Estratto fornito:
######

Nessuno s’aspettava ‘A letto con Chad Kroeger’, ma è possibile che un film sulla band canadese non racconti in modo approfondito perché è «la più odiata di sempre»? E poi, dov’è Avril Lavigne?

Foto: Paul Bergen/Redferns/Getty Images

È facile denigrare i Nickelback. Troppo facile. La domanda è: perché? Ovvero, perché la band attira tante critiche e tanto odio? Per il successo che ha avuto? E però i gruppi che hanno ottenuto successo per buone e meno buone ragioni non si contano. Allora è per le canzoni? Di certo non sono i Beatles, ma nemmeno i Bay City Rollers. How You Remind Me rimane un tormentone, un pezzo da karaoke, una canzone classic rock che sembra vecchia prima ancora che finisca. E il resto del repertorio sembra scritto un’intelligenza artificiale alimentata da dischi anni ’70 e da un po’ di country contemporaneo. Sarà allora per l’arroganza da maschio alfa di Chad Kroeger? Ehi, è il frontman di un gruppo rock, è normale che sia così. Sarà il livello sconcertante di popolarità? La musica dei Nickelback sembra fatta apposta per essere la colonna sonora di una birra con gli amici. E insomma, è chiaro che un po’ danno fastidio.

######

Compito 1: Filtra le righe riportate qui sotto e copia ogni riga che contiene la stringa "wall".

######

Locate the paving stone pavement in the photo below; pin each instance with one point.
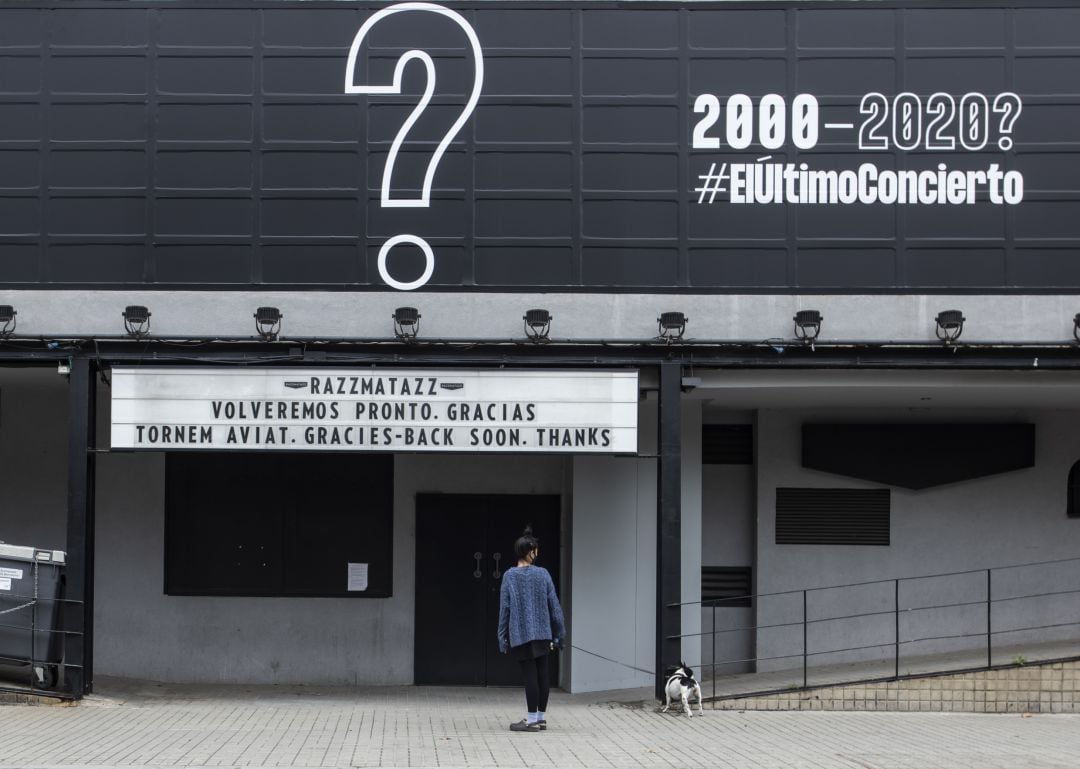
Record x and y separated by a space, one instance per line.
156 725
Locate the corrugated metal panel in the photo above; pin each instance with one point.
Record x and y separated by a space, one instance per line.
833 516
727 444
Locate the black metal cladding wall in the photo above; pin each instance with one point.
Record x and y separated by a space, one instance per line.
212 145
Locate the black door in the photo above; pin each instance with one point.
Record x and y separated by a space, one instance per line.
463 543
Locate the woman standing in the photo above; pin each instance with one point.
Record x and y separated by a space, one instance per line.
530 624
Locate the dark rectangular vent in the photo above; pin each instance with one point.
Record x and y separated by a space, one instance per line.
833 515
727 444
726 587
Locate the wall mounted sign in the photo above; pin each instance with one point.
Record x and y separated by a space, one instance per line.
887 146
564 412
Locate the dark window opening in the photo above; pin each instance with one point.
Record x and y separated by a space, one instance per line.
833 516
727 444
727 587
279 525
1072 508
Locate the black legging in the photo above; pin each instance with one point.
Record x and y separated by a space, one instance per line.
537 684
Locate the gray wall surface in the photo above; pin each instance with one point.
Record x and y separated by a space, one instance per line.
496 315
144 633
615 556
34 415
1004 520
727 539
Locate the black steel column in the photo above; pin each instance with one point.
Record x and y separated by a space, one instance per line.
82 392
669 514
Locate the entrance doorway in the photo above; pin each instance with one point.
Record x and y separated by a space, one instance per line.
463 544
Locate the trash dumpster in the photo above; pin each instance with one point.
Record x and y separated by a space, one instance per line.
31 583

######

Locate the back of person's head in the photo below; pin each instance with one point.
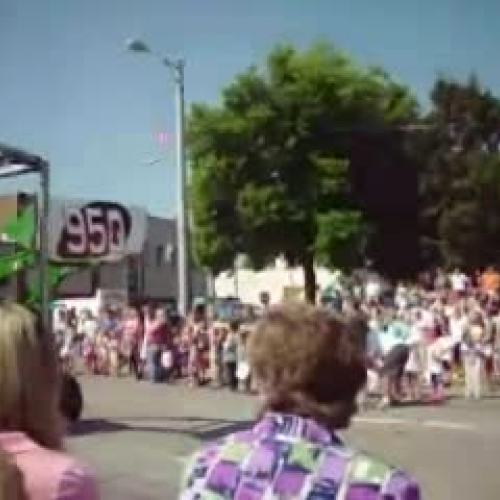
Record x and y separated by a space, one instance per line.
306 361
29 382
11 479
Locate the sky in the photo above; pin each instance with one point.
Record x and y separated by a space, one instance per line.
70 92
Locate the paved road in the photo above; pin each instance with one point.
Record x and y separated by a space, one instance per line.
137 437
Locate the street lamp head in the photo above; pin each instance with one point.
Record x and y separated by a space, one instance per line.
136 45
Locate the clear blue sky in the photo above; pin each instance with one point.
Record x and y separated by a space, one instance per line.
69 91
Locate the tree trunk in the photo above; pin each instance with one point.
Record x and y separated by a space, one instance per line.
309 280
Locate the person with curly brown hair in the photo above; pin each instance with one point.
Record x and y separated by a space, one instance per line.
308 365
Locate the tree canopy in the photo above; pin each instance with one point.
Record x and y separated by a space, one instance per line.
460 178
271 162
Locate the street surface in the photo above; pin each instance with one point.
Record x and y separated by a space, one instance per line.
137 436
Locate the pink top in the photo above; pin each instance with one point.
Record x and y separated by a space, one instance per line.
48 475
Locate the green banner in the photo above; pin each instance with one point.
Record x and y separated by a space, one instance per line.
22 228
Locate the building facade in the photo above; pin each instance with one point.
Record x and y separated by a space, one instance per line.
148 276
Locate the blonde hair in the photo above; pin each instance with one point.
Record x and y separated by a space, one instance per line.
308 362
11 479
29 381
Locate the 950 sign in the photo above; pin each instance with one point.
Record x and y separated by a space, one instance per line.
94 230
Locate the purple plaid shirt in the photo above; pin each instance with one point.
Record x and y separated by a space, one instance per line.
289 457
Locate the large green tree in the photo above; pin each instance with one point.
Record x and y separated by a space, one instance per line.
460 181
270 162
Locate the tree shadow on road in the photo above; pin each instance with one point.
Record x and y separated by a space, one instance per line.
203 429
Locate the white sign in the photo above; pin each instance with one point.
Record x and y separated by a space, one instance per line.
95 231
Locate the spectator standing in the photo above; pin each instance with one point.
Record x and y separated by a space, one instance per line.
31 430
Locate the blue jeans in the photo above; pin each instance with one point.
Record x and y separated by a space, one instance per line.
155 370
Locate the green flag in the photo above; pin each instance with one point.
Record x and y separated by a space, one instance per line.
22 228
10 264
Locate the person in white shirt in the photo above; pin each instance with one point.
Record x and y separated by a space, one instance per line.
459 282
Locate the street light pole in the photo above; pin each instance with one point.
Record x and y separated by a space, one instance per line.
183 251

######

Compito 2: Secondo l'estratto fornito, per che cosa sembra fatta apposta la musica dei Nickelback?

Risposta completa 1:
Locate the black metal cladding wall in the photo above; pin each instance with one point.
Locate the wall mounted sign in the photo above; pin each instance with one point.
Locate the gray wall surface in the photo above; pin each instance with one point.

Risposta completa 2: Per essere la colonna sonora di una birra con gli amici.